GIVEN PASSAGE:
◇ ◇ ◇ ◇ ◇ ◇ ◇

B and C have lost something at the beginning, C starting at the same point as our 'Douglas Tragedy.' The king pursues Ribbald by water. Gullbrún (B) stands in a tower and sees him land. Ribbald gives Gullbrún to his brother, as in A: she lives in sorrow, and dies a maid.
Norwegian. ('Ribold and Guldborg.') A, 'Rikeball og stolt Guðbjörg,' Landstad, 33; B, 'Veneros og stolt Olleber,' Landstad, 34; C, D, E, F, in part described and cited, with six other copies, Grundtvig, III, p. 853 f. The last half of Landstad No 23, stanzas 17-34, and stanzas 18-25 of Landstad 28 B, also belong here. A agrees with the older Danish versions, even to the extent of the paradise. B has been greatly injured. Upon the lady's warning Veneros of the approach of her father, he puts her up in an oak-tree for safety. He warns her not to call him by name, and she says she will rather die first; but her firmness is not put to the test in this ballad, some verses having dropped out just at this point. Veneros is advised to surrender, but dispatches his assailants by eighteen thousands (like Lille brór, in Landstad, 23), and by way of conclusion hews the false Pál greive, who had reported his elopement to Ölleber's father, into as many pieces. He then takes Ölleber on his horse, they ride away and are married. Such peculiarities in the other copies as are important to us will be noticed further on.
('Hildebrand and Hilde.') A, one of two Norwegian copies communicated by Professor Bugge to Grundtvig, III, 857 f, agrees well with Danish E, but has the happy conclusion of Danish F, G, I. The heroine is sold for nine bells. B, the other, omits the bower-breaking of A and Danish E, and ends with marriage.

◇ ◇ ◇ ◇ ◇ ◇ ◇

DATA LINES:
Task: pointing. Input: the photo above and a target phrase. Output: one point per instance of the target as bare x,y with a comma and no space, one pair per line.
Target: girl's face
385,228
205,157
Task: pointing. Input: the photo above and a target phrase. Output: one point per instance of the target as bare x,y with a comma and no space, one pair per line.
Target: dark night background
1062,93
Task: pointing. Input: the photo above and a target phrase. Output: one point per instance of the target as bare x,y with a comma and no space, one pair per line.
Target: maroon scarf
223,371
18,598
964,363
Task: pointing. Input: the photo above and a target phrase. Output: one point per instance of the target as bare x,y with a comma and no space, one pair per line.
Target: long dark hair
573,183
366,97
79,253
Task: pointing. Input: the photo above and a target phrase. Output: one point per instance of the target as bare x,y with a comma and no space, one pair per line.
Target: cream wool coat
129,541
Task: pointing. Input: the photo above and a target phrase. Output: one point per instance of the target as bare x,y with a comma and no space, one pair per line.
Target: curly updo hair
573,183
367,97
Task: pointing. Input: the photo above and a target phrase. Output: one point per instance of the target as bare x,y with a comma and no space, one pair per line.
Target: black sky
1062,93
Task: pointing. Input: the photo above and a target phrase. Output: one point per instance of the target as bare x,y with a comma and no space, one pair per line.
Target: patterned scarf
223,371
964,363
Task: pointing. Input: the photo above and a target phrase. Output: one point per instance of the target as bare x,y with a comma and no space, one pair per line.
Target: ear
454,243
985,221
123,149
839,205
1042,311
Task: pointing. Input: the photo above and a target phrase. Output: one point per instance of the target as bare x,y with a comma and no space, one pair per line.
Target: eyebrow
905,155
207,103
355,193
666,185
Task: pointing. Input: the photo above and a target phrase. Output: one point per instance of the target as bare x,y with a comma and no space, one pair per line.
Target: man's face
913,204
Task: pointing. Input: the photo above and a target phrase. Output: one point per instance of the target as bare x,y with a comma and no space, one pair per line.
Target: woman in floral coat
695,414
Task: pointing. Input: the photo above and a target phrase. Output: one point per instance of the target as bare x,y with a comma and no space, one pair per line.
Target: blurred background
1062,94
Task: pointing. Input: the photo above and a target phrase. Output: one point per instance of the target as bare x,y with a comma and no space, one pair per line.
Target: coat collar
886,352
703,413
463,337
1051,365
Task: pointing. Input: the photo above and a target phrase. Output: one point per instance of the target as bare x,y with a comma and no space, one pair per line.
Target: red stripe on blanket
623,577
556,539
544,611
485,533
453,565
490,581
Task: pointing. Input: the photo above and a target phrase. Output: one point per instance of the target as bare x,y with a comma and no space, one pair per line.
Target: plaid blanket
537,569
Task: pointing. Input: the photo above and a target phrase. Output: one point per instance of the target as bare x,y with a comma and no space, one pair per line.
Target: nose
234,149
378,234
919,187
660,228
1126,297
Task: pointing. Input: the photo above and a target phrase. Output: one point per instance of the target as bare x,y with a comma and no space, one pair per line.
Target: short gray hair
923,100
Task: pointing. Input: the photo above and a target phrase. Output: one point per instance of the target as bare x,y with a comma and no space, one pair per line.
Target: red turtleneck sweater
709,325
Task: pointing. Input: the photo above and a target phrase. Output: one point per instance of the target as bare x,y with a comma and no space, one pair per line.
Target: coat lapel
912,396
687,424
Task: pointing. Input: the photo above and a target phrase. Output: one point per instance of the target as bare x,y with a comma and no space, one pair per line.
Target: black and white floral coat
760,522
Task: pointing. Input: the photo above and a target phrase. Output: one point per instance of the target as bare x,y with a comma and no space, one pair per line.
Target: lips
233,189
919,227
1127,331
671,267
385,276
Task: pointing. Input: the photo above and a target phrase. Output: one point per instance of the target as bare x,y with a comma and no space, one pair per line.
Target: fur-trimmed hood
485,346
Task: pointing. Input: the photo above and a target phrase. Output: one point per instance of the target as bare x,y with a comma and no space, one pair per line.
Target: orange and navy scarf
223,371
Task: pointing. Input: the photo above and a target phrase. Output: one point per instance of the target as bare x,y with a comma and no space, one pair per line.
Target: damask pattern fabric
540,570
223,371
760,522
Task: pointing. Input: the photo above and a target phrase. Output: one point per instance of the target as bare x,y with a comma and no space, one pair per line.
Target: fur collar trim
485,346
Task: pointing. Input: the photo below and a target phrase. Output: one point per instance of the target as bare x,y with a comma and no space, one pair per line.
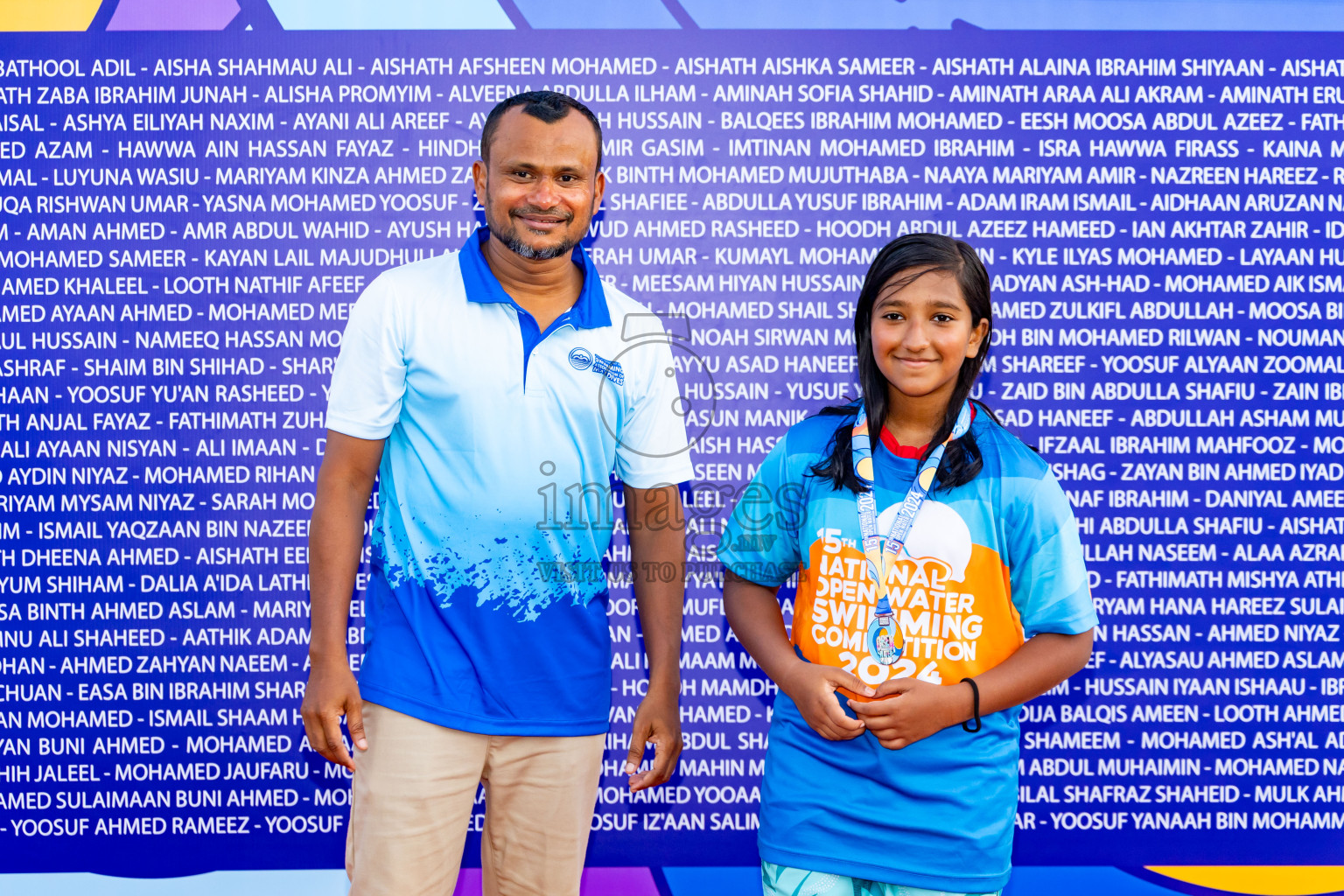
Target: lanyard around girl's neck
882,552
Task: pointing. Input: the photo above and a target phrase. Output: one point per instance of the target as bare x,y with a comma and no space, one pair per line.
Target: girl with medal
940,586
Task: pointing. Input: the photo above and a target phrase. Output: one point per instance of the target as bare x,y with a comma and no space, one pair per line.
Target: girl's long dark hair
913,256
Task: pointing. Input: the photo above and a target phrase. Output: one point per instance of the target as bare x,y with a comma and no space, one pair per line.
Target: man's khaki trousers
414,800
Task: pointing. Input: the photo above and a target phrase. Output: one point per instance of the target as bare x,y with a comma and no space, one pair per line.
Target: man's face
541,186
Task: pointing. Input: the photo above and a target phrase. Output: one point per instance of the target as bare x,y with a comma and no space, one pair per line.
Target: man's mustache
544,213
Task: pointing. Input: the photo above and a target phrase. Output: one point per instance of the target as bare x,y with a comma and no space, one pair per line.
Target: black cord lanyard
975,690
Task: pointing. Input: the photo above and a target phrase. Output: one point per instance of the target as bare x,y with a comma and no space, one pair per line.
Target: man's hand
913,710
656,722
332,693
814,687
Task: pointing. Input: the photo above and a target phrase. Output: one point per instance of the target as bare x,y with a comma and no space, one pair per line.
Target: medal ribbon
882,552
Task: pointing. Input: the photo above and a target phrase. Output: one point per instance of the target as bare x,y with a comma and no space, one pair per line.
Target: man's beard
515,243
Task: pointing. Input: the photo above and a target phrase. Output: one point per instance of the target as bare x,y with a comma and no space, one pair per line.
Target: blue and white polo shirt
486,607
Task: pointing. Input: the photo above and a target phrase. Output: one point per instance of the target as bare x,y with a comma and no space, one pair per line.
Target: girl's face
922,333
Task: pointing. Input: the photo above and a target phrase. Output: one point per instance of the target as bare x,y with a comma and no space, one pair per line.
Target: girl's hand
812,687
913,710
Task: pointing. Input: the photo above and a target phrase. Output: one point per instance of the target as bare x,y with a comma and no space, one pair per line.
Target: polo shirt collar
589,312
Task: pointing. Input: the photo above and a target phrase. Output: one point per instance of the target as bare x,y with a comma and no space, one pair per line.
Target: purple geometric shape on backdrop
172,15
597,881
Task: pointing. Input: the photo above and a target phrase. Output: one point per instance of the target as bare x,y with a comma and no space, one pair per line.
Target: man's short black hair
544,105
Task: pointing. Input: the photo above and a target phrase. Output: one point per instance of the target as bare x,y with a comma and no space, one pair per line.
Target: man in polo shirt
494,391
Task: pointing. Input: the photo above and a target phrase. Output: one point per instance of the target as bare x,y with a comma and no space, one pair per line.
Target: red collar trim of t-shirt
907,452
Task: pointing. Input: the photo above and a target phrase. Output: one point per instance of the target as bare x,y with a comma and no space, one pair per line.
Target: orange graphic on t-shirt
953,629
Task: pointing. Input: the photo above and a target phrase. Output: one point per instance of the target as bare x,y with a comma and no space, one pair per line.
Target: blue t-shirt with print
987,564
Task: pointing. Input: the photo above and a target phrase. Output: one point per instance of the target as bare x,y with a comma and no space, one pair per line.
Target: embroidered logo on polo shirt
581,359
611,369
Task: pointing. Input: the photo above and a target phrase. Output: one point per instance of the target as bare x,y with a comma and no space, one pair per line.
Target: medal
886,641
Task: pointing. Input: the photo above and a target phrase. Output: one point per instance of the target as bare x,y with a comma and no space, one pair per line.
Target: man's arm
335,542
657,556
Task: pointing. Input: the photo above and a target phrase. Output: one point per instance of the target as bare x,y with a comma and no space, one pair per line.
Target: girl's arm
754,614
915,710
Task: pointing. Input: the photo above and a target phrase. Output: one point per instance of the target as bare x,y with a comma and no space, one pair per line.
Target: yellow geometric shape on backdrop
47,15
1265,880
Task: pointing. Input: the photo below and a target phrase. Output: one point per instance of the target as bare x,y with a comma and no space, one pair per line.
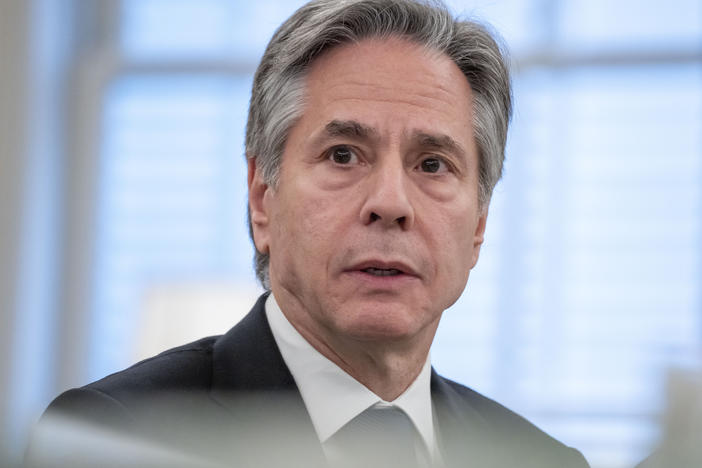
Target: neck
385,365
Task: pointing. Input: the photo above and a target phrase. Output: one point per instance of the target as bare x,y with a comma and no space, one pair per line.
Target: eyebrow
350,128
442,142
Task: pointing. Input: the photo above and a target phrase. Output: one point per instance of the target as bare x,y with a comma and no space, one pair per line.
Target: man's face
375,223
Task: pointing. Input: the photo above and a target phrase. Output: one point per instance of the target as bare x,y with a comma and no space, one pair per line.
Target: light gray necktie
379,437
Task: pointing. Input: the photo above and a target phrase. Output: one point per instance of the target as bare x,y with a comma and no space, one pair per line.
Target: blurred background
123,195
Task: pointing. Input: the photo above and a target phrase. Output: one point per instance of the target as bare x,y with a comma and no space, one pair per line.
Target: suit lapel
252,382
461,430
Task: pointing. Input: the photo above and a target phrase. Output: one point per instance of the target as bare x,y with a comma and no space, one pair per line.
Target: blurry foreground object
681,445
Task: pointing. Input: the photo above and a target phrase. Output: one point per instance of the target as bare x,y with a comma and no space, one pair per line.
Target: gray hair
277,97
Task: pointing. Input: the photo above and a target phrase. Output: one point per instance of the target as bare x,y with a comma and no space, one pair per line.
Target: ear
479,236
258,208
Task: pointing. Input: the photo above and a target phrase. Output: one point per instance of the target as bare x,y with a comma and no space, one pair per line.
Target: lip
402,267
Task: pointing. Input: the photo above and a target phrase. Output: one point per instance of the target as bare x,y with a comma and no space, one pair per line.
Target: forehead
379,77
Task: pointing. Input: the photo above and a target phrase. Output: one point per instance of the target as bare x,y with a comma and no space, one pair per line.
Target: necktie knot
381,436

◇ ◇ ◇ ◇ ◇ ◇ ◇

AIM 1: Translate this sentence from the ballad notes into French: "The heroine is sold for nine bells."
AIM 2:
Answer these questions from the ballad notes.
(a) Where does Gullbrún stand when she sees the king land?
(b) In Norwegian version B, where does Veneros put the lady for safety?
(c) How many Norwegian copies of 'Hildebrand and Hilde' did Professor Bugge communicate to Grundtvig?
The records have no connection to the ballad notes.

WORKED SOLUTION 1: L'héroïne est vendue pour neuf cloches.

WORKED SOLUTION 2:
(a) In a tower.
(b) Up in an oak-tree.
(c) Two.